Directions -
Tell how many lines in the following entries include the word "chair", giving the figure alone.

***** Data section *****

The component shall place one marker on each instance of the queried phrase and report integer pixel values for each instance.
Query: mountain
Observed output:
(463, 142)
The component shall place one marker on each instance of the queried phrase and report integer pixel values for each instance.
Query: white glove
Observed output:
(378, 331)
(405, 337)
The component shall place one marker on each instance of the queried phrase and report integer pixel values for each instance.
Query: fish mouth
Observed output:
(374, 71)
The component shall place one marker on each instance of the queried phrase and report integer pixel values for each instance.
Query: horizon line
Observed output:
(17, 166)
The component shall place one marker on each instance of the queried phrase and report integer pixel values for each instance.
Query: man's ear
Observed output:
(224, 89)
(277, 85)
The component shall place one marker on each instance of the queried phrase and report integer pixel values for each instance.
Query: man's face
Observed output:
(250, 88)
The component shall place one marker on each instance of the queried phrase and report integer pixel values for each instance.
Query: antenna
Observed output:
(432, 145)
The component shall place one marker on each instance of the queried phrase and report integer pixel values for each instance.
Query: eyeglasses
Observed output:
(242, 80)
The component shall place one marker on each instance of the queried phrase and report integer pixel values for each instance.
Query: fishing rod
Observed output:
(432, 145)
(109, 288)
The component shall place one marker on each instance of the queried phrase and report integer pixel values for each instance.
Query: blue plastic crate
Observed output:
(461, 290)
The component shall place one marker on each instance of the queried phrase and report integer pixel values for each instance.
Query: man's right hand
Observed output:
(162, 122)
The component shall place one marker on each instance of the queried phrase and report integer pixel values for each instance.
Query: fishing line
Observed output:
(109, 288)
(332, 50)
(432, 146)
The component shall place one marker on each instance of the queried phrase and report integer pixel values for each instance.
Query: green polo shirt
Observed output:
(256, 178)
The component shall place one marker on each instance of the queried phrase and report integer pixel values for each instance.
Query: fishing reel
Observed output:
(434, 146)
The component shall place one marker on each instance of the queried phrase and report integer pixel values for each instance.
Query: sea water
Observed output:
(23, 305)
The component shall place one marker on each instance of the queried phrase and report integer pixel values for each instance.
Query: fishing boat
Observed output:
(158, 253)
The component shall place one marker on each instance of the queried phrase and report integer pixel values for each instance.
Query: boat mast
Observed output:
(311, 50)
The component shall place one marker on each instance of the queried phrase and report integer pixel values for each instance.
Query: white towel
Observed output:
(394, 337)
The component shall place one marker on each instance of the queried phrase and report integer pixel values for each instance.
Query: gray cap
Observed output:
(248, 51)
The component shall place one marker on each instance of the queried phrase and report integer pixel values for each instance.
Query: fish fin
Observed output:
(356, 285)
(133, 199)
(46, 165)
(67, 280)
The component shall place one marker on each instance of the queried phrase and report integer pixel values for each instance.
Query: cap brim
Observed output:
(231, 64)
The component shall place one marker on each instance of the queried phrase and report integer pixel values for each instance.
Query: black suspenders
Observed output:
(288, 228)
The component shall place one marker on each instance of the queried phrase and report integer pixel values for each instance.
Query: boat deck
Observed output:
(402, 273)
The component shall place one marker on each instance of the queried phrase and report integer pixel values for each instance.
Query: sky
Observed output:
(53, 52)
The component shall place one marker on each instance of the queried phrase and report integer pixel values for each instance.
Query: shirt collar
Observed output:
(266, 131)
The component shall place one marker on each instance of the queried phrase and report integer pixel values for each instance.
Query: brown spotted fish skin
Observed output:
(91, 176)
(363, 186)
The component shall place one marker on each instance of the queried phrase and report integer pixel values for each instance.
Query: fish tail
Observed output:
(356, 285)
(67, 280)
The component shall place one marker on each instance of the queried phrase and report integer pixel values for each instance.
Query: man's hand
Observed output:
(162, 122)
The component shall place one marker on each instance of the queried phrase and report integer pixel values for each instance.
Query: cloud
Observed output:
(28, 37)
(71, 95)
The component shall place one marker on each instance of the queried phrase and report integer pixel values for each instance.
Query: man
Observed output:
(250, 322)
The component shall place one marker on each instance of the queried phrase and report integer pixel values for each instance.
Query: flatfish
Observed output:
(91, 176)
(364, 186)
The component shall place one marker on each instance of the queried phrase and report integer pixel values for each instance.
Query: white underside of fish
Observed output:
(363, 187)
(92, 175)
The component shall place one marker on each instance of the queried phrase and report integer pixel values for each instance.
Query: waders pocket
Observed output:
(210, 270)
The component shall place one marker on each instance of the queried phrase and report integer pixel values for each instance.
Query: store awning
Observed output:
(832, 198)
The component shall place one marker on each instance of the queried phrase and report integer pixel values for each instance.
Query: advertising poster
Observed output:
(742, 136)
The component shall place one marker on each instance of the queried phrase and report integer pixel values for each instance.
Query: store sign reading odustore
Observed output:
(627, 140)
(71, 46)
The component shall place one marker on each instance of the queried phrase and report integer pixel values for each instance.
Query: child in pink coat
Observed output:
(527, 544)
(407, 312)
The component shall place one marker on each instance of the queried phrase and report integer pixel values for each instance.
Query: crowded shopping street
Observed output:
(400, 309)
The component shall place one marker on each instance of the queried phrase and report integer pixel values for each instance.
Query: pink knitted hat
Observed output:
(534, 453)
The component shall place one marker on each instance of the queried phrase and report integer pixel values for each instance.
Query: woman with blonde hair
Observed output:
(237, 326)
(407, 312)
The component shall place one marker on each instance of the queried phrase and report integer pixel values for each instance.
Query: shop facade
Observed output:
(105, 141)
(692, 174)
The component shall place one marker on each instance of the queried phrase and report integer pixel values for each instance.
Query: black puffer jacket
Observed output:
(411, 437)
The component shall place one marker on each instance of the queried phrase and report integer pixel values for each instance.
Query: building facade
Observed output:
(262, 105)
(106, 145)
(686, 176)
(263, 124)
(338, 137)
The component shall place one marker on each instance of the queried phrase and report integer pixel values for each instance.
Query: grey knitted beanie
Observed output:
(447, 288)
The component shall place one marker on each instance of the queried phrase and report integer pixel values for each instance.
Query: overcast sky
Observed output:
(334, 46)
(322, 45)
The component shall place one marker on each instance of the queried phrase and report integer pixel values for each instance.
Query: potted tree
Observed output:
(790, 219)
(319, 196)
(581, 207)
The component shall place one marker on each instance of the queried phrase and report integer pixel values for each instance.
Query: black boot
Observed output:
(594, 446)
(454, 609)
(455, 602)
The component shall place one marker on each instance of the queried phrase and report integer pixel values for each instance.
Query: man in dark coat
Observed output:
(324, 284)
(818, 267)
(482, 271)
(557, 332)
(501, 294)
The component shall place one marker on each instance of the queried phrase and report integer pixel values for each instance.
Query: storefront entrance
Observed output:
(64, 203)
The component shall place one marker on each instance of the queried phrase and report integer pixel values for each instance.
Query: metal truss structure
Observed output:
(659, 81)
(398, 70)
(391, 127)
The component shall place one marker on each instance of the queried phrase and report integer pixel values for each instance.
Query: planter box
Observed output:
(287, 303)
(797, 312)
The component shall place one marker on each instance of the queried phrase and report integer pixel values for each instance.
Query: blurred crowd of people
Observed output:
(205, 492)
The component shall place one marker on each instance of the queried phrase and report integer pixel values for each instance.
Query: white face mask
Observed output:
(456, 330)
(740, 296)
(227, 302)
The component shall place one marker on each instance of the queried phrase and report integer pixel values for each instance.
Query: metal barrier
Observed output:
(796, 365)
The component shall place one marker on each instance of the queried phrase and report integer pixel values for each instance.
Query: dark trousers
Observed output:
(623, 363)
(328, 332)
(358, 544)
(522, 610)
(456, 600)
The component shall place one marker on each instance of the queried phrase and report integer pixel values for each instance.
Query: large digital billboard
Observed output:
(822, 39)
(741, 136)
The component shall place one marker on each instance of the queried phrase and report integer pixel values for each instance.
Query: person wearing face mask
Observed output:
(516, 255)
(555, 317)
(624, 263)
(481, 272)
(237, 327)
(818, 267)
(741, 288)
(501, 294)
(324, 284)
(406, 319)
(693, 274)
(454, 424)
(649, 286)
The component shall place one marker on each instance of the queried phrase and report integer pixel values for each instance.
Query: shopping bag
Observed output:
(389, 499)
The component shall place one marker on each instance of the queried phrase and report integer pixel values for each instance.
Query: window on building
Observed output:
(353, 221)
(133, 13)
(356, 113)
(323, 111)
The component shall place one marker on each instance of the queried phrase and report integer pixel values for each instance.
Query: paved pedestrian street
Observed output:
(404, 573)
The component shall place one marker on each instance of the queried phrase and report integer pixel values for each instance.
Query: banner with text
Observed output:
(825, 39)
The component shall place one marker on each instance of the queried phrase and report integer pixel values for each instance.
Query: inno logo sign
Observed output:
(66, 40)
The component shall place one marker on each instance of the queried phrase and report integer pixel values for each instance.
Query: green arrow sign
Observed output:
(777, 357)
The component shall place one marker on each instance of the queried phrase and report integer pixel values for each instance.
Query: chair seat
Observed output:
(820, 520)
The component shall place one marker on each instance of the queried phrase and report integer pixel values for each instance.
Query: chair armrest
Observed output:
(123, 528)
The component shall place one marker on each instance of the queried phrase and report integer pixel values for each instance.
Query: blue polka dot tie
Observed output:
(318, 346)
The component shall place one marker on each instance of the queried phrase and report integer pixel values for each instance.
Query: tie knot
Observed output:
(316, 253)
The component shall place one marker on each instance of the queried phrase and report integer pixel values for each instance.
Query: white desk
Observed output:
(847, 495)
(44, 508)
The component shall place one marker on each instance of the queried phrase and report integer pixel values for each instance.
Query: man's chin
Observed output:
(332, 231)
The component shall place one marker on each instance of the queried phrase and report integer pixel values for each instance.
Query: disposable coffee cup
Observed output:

*****

Answer section -
2